[形の境界の記録]

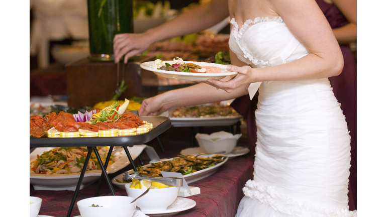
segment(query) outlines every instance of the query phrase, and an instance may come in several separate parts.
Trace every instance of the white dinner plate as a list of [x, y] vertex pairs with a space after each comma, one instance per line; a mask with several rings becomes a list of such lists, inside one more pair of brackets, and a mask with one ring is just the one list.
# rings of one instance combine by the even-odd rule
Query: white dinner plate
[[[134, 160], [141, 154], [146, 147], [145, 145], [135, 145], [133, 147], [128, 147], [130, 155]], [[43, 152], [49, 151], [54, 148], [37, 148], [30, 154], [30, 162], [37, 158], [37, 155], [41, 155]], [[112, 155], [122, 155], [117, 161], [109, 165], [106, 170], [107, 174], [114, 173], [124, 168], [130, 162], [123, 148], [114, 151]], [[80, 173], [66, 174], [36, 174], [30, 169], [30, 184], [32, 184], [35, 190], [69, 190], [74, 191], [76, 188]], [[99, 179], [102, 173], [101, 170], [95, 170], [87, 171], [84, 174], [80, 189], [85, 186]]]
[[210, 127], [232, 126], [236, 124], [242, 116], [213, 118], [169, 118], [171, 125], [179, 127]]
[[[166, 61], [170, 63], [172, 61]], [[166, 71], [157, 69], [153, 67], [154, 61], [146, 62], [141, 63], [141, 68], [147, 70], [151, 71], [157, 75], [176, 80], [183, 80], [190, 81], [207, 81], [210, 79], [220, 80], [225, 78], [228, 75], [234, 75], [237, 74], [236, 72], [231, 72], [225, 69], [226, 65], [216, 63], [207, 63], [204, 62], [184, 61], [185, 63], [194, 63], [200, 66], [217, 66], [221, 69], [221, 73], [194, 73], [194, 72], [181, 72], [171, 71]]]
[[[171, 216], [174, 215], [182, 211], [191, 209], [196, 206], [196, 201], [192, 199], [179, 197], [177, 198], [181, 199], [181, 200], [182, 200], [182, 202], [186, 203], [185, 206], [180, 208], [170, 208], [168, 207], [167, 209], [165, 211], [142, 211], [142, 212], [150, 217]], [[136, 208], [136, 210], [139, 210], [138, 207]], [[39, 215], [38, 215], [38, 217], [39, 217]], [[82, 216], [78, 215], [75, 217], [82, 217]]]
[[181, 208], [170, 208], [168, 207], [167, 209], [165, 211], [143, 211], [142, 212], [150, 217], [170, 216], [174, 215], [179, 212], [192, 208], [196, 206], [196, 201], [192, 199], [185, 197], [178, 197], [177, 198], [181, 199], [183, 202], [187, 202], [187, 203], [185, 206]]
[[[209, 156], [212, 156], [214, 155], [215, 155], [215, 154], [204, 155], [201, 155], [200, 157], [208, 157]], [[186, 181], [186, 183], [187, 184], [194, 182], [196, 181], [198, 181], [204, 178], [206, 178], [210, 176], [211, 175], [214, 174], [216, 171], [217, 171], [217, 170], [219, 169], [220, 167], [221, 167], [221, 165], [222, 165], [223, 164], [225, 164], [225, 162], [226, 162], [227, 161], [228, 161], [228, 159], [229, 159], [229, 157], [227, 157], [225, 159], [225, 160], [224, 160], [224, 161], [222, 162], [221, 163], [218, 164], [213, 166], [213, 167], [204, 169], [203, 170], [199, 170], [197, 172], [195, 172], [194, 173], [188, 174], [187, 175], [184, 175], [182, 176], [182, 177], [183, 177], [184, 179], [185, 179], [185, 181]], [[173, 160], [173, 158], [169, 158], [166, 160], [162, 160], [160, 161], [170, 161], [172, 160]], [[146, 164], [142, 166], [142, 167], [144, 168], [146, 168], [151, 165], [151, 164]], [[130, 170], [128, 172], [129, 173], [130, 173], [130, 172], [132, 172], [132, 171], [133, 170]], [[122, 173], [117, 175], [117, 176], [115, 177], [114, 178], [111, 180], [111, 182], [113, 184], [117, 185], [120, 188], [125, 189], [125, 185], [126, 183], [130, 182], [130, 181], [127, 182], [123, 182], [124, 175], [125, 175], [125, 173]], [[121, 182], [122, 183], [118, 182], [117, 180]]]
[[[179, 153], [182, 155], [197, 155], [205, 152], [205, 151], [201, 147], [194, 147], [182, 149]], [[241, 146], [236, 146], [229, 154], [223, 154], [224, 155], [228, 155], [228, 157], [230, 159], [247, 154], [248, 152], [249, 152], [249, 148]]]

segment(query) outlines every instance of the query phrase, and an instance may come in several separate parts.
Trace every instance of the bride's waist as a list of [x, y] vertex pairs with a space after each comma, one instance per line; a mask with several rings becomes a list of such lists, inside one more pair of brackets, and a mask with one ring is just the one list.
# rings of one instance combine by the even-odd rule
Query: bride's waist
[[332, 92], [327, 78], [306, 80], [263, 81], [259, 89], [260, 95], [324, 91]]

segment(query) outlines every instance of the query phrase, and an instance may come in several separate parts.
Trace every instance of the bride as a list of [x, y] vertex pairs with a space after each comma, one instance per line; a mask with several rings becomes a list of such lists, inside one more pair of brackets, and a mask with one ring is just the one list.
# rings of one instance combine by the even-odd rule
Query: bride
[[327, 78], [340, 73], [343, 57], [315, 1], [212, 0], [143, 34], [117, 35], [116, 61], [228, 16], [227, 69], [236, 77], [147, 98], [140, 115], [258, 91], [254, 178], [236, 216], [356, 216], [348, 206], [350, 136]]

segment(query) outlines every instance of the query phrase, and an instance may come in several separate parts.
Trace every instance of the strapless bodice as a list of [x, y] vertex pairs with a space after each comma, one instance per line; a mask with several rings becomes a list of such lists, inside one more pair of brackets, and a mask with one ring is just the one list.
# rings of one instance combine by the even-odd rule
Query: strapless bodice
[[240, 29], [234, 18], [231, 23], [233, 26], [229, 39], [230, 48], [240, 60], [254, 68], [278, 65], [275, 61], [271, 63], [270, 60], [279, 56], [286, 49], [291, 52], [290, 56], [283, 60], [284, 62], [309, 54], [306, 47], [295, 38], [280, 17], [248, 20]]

==

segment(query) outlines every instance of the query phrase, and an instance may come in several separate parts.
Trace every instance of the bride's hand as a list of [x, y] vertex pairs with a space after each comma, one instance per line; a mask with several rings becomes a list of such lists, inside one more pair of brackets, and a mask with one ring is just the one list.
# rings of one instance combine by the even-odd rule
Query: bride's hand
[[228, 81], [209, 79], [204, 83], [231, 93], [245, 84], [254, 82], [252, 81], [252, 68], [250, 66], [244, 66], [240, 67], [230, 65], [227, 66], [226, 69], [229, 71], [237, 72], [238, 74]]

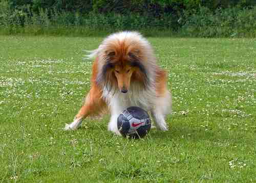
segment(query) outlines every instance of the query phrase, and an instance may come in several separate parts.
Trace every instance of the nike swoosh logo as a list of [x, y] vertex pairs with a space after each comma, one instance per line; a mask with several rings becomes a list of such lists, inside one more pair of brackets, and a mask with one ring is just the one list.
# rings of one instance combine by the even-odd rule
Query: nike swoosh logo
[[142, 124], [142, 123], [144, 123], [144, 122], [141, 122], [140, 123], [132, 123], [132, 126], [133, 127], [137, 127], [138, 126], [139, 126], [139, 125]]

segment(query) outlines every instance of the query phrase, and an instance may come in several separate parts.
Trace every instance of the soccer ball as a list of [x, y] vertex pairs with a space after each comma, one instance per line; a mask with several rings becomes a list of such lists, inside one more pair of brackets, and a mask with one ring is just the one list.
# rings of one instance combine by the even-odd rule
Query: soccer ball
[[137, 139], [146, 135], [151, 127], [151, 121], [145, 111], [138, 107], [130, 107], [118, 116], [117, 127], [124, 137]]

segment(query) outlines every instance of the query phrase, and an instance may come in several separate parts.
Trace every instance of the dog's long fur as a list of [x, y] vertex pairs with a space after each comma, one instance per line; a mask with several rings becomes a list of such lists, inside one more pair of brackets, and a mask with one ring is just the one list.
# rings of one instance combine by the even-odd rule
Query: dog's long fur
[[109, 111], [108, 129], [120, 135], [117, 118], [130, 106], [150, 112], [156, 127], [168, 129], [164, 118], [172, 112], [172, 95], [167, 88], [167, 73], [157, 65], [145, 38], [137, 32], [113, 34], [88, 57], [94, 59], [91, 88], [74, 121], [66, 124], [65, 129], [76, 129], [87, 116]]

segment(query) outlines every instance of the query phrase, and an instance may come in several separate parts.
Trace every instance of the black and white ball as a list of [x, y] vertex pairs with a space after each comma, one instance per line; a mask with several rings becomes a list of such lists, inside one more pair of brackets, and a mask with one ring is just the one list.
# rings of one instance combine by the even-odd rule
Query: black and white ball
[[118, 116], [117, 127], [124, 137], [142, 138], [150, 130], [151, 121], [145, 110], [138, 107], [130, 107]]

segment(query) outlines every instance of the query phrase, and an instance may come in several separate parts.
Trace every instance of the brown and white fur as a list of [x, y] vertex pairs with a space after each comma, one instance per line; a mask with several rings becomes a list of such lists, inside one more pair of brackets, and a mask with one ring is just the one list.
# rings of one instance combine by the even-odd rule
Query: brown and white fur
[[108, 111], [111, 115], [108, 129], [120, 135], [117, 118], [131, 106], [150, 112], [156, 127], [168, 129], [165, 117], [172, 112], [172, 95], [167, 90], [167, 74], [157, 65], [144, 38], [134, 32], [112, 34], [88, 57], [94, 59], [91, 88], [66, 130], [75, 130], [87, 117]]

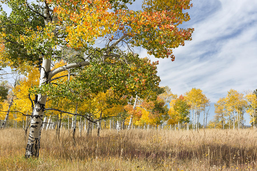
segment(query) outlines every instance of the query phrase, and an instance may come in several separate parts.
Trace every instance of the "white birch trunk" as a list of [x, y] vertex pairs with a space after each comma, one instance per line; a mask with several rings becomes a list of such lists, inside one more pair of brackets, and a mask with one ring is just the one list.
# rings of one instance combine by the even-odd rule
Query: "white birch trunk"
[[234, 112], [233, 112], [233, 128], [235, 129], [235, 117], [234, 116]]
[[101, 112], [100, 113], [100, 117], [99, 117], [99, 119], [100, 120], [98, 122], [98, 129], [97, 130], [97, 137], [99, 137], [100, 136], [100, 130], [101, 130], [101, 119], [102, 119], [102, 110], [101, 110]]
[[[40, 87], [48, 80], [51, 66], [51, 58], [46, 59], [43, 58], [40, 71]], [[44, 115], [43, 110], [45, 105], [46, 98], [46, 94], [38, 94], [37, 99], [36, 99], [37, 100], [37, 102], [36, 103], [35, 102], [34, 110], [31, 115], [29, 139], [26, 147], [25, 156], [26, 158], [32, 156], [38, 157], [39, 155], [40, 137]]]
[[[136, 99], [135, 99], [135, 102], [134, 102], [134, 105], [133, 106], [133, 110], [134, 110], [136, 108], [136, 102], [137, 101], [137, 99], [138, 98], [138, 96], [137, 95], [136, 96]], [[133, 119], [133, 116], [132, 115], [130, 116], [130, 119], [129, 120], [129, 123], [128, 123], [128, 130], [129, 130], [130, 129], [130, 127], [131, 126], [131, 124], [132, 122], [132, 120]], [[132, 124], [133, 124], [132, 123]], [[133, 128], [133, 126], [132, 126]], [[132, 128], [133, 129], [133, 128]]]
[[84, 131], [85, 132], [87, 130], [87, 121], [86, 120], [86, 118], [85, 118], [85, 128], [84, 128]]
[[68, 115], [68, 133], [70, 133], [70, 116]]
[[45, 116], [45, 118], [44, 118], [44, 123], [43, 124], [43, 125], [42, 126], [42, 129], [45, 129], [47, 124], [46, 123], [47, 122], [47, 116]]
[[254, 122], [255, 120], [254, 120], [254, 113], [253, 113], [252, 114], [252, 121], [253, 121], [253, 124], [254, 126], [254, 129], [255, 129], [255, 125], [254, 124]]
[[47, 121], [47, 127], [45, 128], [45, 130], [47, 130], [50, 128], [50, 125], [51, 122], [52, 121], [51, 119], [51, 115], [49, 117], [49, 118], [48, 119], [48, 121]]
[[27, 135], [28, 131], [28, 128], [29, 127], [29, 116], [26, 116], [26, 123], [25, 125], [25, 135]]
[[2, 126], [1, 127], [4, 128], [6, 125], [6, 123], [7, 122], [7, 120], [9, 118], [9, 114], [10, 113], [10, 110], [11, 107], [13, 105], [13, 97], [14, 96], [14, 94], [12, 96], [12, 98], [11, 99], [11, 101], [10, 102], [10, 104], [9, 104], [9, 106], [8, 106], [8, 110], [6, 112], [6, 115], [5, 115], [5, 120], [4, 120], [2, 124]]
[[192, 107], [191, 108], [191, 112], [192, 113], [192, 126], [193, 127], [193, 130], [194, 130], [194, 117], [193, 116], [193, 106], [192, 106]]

§ **やること**
上の資料から「hand」という語を含む行を全部選んで、書き写してください。大文字と小文字は区別します。

§ **答え**
Trace every instance of the bride's hand as a list of [x, y] vertex pairs with a space after each comma, one instance per line; a mask with several rings becomes a list of such lists, inside one more pair of brackets, and a mask with one ring is just the one list.
Query: bride's hand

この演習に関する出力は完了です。